*Verilen görev 1:* Belge alıntısında sıralanan klasik ego belirtilerinin hepsini listeleyin.

*Belge alıntısı:*

—————

İş Dünyasında 'Ben Yaptım Oldu'culuk!

İş Dünyasında 'Ben Yaptım Oldu'culuk!

İŞ DÜNYASINDA - BEN YAPTIM OLDU’CULUK!.. (Ali Rıza DEĞER)

Merhaba Sevgili Dostlarım,

Başlıktaki tabir, size hiç yabancı gelmedi, değil mi?

Efendim? / Hiç duymadınız mı? / O zaman bu yazı tam size göre!..

İsterseniz, internette bir araştırma yapabilirsiniz! Ben yazıya başlamadan önce yaptım. Birçok doğru veya nüktedan tanımlamalar içinde, “Bir ukalalık biçimi... Üstünlüğünü karşısındakilere kanıtladığını, onların beceriksizliği ile ifade eden bir anlayıştır!” tanımı çok yoğun ve doğru bir şekilde karşıma çıktı.

Şimdi; çalışma hayatınızda birlikte olduğunuz veya sosyal çevrenizdeki kişilere - dikkatle şöyle bir yakından baktığınızda - onları fark eder gibi, olduğunuzu zannediyorum.

Aslında; bu tür tanıma uygun insanların, egoları dışında çok belirgin ortak bir özellikleri, yok gibi! Ama onlara, yani “Ben yaptım oldu”culara; her yerde rastlamak mümkün!..

Ben yaptım oldu’culuk, doğuştan gelen bir özellik değil. Sonradan olma bir özellik.

Çünkü onları, biz o hale getiriyoruz. Nasıl mı? Olur - olmaz, her yaptıklarını destekleyerek!

Konumuz itibarıyla iş dünyamızdaki, iş sahibi ve üst düzey yöneticiler arasında tavan yapmış, klasik ego belirtilerine kısaca bir göz atarsak, ne demek istediğimi çok rahat anlayacaksınız!..

Nedir? Bu belirtiler derseniz;

*) Genellikle her konuda bilgi sahibidirler ve her şeyi bilirler.

*) Soru veya sorunlarınızı, tam dinlemeden hemen konuşmaya başlarlar.

*) Bencil davranırlar. Motive edici takdir duygularını geliştirdikleri pek söylenemez.

*) Biraz saygısız ve patavatsızdırlar. Teşekkür etmek de, belleklerinde kolay kolay yer almaz.

*) Hatalarını asla kabul etmezler. Mutlaka kendilerince çok çok önemli bir mazeretleri vardır.

*) Aman dikkat! Eleştirilmeye hiç tahammülleri yoktur. (Yalnızken de olsa fark etmez!)

—————

*Verilen görev 2:* Kayıtlarda "window" sözcüğünü barındıran her satırı bulup olduğu gibi kopyalayın. Büyük-küçük harf farkı dikkate alınmalıdır.

*Sağlanan veriler:*
—————

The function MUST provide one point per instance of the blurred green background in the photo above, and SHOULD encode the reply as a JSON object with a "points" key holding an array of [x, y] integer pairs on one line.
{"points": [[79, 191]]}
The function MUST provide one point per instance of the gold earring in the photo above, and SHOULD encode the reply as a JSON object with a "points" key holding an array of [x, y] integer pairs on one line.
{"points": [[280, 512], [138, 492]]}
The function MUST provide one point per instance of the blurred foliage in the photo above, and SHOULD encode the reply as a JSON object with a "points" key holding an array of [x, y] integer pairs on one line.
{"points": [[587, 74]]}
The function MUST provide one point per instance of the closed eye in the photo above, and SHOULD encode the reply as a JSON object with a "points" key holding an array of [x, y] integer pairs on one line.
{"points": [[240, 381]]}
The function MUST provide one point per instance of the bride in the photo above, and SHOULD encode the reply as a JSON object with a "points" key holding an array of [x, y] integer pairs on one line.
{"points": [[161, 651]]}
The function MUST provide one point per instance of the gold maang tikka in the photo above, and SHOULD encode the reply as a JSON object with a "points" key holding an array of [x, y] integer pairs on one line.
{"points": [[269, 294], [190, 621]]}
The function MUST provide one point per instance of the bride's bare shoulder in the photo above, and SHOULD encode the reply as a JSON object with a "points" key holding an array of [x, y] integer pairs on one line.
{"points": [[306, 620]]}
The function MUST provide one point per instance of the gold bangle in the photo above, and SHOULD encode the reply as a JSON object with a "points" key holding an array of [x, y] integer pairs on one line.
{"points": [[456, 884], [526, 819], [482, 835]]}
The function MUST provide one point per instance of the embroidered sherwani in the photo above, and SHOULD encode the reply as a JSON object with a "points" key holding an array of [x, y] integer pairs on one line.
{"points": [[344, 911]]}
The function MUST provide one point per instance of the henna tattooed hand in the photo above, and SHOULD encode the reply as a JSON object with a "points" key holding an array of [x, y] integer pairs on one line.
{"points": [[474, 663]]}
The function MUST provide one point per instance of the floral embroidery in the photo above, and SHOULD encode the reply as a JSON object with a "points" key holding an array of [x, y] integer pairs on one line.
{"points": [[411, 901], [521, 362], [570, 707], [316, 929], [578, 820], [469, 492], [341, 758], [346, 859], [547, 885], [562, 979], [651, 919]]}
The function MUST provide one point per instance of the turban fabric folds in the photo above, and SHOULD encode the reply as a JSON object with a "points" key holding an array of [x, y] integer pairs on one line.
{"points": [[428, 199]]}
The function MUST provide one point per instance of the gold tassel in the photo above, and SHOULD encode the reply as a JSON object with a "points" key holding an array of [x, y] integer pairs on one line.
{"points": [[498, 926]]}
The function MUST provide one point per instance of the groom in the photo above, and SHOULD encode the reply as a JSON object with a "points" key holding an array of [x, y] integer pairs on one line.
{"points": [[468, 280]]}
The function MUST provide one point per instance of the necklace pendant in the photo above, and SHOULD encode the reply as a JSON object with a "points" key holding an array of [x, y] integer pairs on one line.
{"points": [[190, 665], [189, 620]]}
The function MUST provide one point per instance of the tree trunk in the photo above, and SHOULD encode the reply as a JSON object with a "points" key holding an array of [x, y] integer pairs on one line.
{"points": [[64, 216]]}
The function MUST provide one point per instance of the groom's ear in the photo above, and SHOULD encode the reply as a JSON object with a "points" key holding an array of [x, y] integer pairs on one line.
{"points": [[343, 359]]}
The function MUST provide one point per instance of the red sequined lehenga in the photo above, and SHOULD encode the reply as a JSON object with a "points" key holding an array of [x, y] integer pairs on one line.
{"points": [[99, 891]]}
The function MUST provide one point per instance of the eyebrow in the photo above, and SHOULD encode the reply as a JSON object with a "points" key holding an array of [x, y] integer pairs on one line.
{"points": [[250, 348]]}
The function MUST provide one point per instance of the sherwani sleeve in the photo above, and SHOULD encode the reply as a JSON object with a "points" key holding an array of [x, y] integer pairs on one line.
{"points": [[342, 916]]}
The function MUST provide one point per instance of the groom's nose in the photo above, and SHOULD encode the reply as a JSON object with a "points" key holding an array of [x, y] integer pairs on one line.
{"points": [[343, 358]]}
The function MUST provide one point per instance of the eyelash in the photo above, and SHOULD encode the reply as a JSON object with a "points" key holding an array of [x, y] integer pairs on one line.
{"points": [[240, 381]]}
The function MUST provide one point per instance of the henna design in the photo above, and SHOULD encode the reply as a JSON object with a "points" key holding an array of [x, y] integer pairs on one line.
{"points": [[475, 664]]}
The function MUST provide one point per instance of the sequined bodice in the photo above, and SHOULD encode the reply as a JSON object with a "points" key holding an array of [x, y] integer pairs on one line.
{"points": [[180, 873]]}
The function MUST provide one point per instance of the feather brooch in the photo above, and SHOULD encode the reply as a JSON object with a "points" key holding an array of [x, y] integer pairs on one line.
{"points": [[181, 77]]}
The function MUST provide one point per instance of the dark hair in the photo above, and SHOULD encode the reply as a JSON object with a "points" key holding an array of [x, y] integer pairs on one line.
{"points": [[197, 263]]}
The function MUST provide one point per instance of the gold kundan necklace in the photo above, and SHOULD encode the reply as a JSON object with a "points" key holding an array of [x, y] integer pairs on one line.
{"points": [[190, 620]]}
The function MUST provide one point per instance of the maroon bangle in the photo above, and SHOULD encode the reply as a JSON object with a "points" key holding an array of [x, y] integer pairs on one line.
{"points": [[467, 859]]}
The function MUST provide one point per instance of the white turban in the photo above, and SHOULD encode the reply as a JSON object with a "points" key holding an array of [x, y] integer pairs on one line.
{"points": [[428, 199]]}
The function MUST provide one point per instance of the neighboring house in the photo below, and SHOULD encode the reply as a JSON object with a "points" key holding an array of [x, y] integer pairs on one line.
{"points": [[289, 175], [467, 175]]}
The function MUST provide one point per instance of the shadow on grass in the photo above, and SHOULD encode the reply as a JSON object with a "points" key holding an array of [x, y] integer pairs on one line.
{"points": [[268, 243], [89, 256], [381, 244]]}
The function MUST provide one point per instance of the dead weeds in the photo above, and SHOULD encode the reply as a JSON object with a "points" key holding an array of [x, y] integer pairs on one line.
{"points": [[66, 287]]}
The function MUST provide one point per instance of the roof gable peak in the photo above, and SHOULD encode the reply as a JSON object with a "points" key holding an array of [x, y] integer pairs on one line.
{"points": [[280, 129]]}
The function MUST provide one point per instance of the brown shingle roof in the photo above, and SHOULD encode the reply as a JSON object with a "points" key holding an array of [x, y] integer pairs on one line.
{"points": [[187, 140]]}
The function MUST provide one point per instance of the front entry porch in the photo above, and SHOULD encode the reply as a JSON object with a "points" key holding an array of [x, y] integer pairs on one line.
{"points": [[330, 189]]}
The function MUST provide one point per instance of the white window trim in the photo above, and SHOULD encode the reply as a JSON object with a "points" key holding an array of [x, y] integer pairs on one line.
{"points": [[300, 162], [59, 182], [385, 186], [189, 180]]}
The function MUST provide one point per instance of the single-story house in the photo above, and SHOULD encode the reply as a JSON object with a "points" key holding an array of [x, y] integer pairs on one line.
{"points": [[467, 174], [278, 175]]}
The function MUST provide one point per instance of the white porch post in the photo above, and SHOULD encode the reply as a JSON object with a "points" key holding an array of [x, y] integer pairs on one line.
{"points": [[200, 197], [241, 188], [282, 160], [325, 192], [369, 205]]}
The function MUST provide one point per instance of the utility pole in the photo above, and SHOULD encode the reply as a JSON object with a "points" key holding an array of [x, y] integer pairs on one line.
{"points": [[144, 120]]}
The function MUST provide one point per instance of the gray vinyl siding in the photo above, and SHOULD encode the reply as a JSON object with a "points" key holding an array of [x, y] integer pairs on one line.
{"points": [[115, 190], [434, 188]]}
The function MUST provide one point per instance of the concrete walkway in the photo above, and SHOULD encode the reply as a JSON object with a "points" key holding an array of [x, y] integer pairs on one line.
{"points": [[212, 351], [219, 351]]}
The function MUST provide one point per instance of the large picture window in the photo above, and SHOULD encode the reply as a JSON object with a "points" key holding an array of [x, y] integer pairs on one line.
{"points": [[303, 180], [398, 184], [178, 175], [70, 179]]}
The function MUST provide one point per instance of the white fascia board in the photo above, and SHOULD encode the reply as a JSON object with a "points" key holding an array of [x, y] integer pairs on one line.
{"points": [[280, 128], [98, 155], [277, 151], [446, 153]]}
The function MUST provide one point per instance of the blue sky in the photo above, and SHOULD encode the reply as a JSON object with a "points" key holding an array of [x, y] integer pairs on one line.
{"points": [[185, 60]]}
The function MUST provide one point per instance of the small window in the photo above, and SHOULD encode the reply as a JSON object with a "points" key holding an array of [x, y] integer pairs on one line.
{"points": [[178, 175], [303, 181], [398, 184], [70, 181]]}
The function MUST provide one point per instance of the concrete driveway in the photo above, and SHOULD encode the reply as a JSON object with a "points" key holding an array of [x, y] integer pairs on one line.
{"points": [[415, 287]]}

—————

*Cevap 1:*
1. Genellikle her konuda bilgi sahibidirler ve her şeyi bilirler.
2. Soru veya sorunlarınızı tam dinlemeden hemen konuşmaya başlarlar.
3. Bencil davranırlar; motive edici takdir duygularını geliştirdikleri pek söylenemez.
4. Biraz saygısız ve patavatsızdırlar; teşekkür etmek de belleklerinde kolay kolay yer almaz.
5. Hatalarını asla kabul etmezler; mutlaka kendilerince çok önemli bir mazeretleri vardır.
6. Eleştirilmeye hiç tahammülleri yoktur.

*Cevap 2:*
The function MUST provide one point per instance of the white window trim in the photo above, and SHOULD encode the reply as a JSON object with a "points" key holding an array of [x, y] integer pairs on one line.
The function MUST provide one point per instance of the large picture window in the photo above, and SHOULD encode the reply as a JSON object with a "points" key holding an array of [x, y] integer pairs on one line.
The function MUST provide one point per instance of the small window in the photo above, and SHOULD encode the reply as a JSON object with a "points" key holding an array of [x, y] integer pairs on one line.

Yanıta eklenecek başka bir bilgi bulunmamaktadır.